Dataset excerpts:
* * *
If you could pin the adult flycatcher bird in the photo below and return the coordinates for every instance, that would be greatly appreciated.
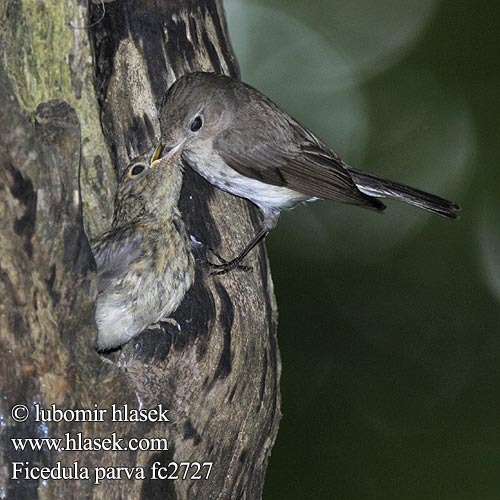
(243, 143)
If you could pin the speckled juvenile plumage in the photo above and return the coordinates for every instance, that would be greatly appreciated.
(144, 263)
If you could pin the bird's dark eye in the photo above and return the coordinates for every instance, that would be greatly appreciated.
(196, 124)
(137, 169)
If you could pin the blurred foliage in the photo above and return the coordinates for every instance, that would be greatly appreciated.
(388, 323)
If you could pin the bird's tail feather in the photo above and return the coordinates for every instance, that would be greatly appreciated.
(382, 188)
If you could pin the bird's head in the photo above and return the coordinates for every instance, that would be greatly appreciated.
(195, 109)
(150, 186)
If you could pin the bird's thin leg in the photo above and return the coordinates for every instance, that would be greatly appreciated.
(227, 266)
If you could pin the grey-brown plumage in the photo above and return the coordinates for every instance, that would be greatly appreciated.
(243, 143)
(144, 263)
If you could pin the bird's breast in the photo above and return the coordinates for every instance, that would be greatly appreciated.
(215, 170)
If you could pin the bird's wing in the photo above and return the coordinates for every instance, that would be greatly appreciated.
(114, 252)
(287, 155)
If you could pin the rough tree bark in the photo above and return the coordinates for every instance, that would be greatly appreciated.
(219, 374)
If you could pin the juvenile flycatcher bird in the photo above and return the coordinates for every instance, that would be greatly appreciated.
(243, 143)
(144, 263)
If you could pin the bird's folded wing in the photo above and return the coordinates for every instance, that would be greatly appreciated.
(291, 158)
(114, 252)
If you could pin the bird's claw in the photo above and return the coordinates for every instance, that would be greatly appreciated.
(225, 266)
* * *
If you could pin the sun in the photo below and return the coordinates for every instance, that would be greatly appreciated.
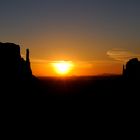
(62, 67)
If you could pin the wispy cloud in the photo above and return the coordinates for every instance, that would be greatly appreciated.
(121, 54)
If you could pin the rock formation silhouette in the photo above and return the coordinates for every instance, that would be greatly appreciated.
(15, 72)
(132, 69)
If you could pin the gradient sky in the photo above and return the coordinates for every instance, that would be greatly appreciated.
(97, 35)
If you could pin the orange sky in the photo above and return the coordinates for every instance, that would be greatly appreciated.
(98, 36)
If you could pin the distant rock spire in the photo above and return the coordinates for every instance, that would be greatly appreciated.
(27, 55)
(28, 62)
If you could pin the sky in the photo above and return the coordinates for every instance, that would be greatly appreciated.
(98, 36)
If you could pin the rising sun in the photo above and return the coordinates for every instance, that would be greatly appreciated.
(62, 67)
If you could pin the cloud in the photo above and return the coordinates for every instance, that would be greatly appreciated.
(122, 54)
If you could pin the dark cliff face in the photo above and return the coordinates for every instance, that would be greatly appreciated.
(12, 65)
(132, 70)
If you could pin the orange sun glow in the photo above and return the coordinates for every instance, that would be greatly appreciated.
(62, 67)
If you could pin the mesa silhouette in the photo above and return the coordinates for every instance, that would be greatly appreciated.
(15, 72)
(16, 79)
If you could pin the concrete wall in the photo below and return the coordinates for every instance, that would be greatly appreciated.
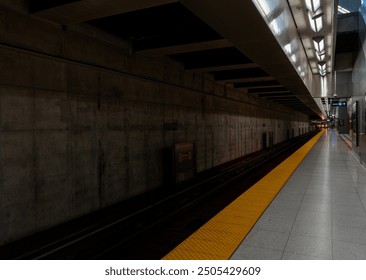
* * *
THE PROBLEM
Among the entries above, copy exactly only the lines starting with the one containing "If you could pin the dark" and going through the one containing "If you could pin the concrete", both ends included.

RESPONSE TO THIS EXERCISE
If you could pin the dark cliff face in the photo above and return the coordinates for every instance, that would be greatly appreciated.
(12, 65)
(132, 70)
If you could pin the orange sun glow in the photo above and return the coordinates for every instance, that would be greatly appreciated.
(62, 67)
If you could pin the mesa silhouette in the photo above and return the coordinates for every instance, that would be greatly appreciated.
(15, 72)
(16, 79)
If you could pin the concrete wall in the photo below and return the coordinates for every instance, that would be greatly appreciated.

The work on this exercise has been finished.